- Aim of the task
Copy each line exactly. Leave nothing out.

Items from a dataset

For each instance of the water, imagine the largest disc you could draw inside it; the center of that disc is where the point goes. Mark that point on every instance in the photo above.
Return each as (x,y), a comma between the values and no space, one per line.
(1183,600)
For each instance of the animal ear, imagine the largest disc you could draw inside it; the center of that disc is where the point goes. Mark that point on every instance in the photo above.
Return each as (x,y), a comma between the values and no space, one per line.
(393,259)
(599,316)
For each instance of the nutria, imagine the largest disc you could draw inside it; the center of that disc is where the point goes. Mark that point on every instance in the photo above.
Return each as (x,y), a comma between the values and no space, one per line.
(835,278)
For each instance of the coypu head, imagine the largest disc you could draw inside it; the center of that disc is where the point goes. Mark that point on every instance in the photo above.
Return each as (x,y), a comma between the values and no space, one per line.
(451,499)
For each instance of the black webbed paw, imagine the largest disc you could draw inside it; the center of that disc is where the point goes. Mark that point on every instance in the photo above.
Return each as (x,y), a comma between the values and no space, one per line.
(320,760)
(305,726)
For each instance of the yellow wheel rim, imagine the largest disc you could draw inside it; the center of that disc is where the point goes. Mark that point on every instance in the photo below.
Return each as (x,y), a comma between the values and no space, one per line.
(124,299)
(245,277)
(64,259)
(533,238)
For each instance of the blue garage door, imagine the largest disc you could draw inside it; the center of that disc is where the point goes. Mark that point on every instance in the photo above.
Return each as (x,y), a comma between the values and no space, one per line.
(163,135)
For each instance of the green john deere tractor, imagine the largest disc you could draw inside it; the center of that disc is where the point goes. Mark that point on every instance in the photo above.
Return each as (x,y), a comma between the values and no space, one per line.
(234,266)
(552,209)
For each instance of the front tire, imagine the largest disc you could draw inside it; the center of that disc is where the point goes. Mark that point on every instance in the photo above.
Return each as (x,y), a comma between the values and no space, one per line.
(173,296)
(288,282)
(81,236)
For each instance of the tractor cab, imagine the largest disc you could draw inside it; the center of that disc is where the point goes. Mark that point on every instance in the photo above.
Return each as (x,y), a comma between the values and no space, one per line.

- Output for this task
For each instance of the water, imagine the largest disc you could draw inside it; the center of that disc is where the point goes. Mark that point on every instance in the photo above.
Return each as (x,y), a comma between the values and no space, one per line.
(1183,600)
For each instance of the animal ear, imagine the largest disc you could draw inside it; the center of that disc is where the point goes. Mark that point on every instance in the photo above.
Return each as (x,y), a comma between the values and no space, one per line.
(393,259)
(599,316)
For each instance of the nutria, imagine the largest disc you could draw inside it; the center of that disc is where the point goes. Mark that point on every instance in the photo above.
Return each as (x,y), a comma between the values and no space, one per line.
(835,278)
For each instance of the coypu head, imagine the largest disc you could draw inside it; the center of that disc is where the point goes. Mark that point on every instance in the photo above.
Return each as (x,y), a comma between the values and no space, one per line.
(451,499)
For each instance of the black webbed paw, imagine the largest disc you could draw inside it; the center of that disc is where the point goes. Mark that point on every instance in the photo above.
Return each as (x,y), a comma between the values and no space, one per line.
(320,760)
(305,726)
For each instance of the yellow wheel rim, imagine the largest disc you could draw inside it; the center of that disc is where the point goes. Mark that point on every instance in the photo below.
Return each as (x,y), a comma between the values and no space, one per line.
(124,299)
(245,277)
(64,259)
(533,238)
For each instance of the blue garage door, imagine the largest disc you could draw inside it; the center of that disc is where the point goes. Mark that point on every instance in the photo above.
Return each as (x,y), a comma between the values and no space, one per line.
(163,135)
For each instance of the green john deere tractor, imagine the largest disc you could draw inside it; the center of that disc is where the point goes. Mark that point on every instance in the photo above.
Return each as (x,y), a comma between the values and no space, one per line.
(234,266)
(552,209)
For each instance of the front tire, imagine the largest disc you could draw inside it; the center of that disc is where the point goes. Mark that point on every instance in the photo above.
Return each as (x,y), a comma between the values and no space, one per line.
(173,296)
(288,282)
(81,236)
For each instance of the tractor cab, imagine the largest disc you could draw inside it; the center of that disc is where the point goes. Mark that point on every instance in the photo above.
Return each as (x,y), a comma between the values and no space, one per line.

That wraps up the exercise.